### What to work on:
Reproduce the data exactly as given, except for any images.

### Supplied records:
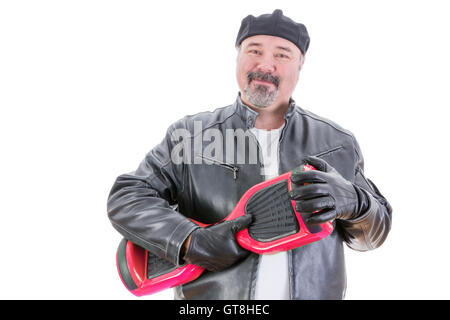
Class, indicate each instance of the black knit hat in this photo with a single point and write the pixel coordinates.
(275, 24)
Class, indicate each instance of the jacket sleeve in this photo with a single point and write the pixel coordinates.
(140, 204)
(369, 230)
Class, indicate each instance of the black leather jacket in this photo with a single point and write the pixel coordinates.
(141, 204)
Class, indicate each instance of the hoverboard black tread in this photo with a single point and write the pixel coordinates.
(273, 215)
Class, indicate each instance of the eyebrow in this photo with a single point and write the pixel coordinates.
(257, 44)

### Answer to the exercise:
Class, indicate each instance of the black knit hat in this photo with a single point and write the pixel coordinates.
(275, 24)
Class, indicate each instance of the jacket sleeve in this photo with a single point and write the pixel coordinates.
(140, 204)
(369, 230)
Class, indicate each instance of the black leather jacket in this photo with a single point and write the pixel coordinates.
(141, 204)
Class, indicate each instance of the hoverboard black tread in this photo with a single point and write the pixel coordinates.
(273, 215)
Class, indicate each instance of the eyebrow in this photo with a single point and write the pixel coordinates.
(257, 44)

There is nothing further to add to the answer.